* Task requirements *
In the records below, find the line that contains "box: [560, 257, 574, 295]" and the line that contains "positive clicks: (72, 266)", then retype exactly those two lines and every line between them.

* Supplied data *
————

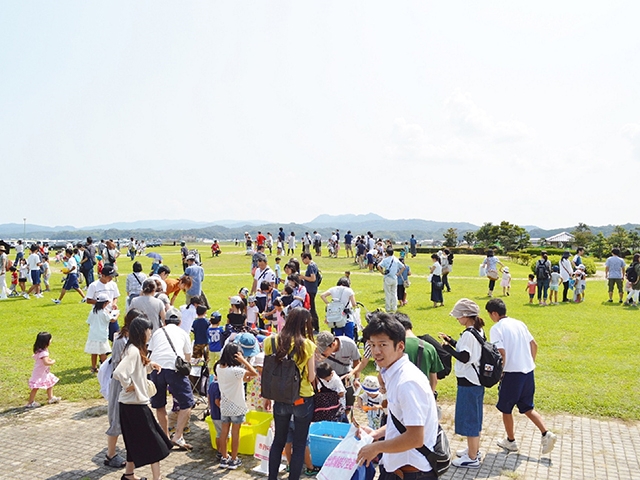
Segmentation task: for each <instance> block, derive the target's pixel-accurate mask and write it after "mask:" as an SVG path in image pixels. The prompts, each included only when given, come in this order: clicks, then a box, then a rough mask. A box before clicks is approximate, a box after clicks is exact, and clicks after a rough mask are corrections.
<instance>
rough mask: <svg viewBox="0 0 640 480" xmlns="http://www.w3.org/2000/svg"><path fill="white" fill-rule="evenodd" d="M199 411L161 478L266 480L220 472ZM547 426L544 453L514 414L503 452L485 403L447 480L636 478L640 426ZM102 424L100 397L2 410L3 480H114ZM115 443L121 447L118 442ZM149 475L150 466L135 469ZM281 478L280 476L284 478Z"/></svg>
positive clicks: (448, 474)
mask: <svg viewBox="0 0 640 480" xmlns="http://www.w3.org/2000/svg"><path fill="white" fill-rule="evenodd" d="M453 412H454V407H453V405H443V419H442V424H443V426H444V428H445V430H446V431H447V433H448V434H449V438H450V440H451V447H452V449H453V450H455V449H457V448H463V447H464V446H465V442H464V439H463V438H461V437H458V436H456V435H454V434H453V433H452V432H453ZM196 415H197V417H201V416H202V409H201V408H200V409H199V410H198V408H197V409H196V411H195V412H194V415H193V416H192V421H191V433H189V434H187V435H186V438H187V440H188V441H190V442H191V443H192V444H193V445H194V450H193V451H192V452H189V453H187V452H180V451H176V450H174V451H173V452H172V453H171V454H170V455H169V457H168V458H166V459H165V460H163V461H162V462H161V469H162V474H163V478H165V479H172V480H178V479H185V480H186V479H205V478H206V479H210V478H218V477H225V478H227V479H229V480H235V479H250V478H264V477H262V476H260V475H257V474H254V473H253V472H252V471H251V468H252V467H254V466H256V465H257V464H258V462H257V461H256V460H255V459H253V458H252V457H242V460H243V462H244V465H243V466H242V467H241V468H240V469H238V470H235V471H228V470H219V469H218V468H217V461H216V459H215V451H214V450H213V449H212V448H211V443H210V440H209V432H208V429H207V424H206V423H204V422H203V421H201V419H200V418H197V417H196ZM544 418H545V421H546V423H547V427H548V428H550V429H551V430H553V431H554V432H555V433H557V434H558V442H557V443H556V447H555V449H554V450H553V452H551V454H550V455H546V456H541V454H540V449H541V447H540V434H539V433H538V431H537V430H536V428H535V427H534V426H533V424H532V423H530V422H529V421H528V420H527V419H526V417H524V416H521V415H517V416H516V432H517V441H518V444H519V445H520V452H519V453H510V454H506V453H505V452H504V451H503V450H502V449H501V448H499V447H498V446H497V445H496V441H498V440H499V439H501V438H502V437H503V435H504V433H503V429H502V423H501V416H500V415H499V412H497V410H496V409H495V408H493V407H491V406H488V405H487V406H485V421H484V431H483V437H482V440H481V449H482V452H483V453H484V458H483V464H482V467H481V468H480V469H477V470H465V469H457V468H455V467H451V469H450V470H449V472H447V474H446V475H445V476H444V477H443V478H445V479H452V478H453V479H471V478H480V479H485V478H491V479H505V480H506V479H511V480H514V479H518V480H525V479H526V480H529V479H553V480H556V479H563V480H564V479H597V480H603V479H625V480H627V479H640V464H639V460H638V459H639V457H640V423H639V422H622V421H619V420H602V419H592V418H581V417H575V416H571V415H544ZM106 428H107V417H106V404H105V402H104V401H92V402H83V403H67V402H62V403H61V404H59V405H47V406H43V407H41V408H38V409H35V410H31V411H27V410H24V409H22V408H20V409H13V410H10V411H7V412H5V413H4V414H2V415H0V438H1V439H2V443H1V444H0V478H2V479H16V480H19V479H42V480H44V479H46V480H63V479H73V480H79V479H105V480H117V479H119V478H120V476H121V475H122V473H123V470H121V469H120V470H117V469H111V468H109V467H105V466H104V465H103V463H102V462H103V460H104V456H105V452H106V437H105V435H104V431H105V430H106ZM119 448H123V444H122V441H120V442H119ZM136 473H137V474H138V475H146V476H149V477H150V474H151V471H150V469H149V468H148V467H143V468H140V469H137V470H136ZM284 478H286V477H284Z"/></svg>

————

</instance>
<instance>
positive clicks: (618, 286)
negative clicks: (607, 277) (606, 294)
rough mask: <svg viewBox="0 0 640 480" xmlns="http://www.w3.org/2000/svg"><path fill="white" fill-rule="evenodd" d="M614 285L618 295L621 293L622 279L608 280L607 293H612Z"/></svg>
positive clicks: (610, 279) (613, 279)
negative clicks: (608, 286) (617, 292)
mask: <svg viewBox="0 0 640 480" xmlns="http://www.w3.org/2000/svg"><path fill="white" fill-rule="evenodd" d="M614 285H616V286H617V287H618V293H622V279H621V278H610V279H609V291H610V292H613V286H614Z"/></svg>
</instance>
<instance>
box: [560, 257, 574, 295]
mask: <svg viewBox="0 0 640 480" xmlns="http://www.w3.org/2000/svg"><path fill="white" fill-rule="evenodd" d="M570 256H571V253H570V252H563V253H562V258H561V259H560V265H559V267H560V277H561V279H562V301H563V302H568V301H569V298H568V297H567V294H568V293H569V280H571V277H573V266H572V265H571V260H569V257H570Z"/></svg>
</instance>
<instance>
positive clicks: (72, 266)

————

* Task result *
box: [560, 257, 574, 295]
mask: <svg viewBox="0 0 640 480" xmlns="http://www.w3.org/2000/svg"><path fill="white" fill-rule="evenodd" d="M570 256H571V253H570V252H563V253H562V258H561V259H560V265H559V267H560V277H561V279H562V301H563V302H568V301H569V298H568V297H567V294H568V293H569V280H571V277H573V266H572V265H571V260H569V257H570Z"/></svg>
</instance>
<instance>
positive clicks: (72, 266)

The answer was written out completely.